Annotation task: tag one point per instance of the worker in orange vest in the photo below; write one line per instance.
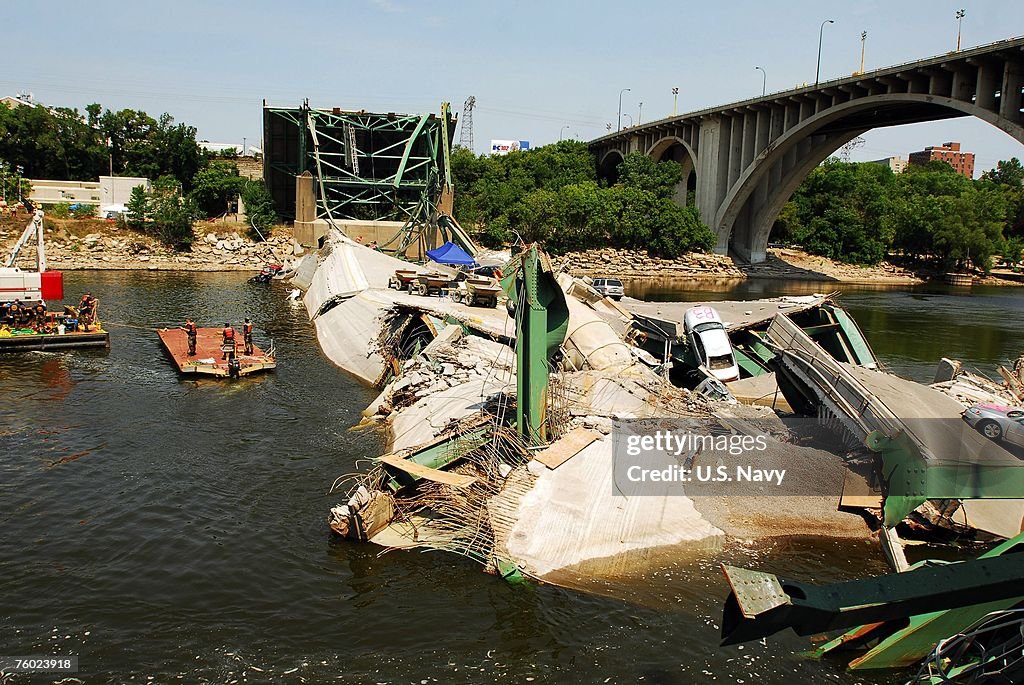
(228, 343)
(247, 336)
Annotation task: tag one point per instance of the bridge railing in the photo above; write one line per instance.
(885, 71)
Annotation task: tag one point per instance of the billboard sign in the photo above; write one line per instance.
(506, 146)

■ **EXERCISE**:
Reproduce without alteration everything from the line containing "Annotation task: tag one point per instance of the bridge" down to the end of the items above, including both ends.

■ **TASK RESPONSE**:
Annotation task: tag one point per instance of the bridge railing in the photo above; write one line per instance.
(885, 71)
Annotation task: tag one point per instance of the billboard sign in the photo above; write one line per instance.
(506, 146)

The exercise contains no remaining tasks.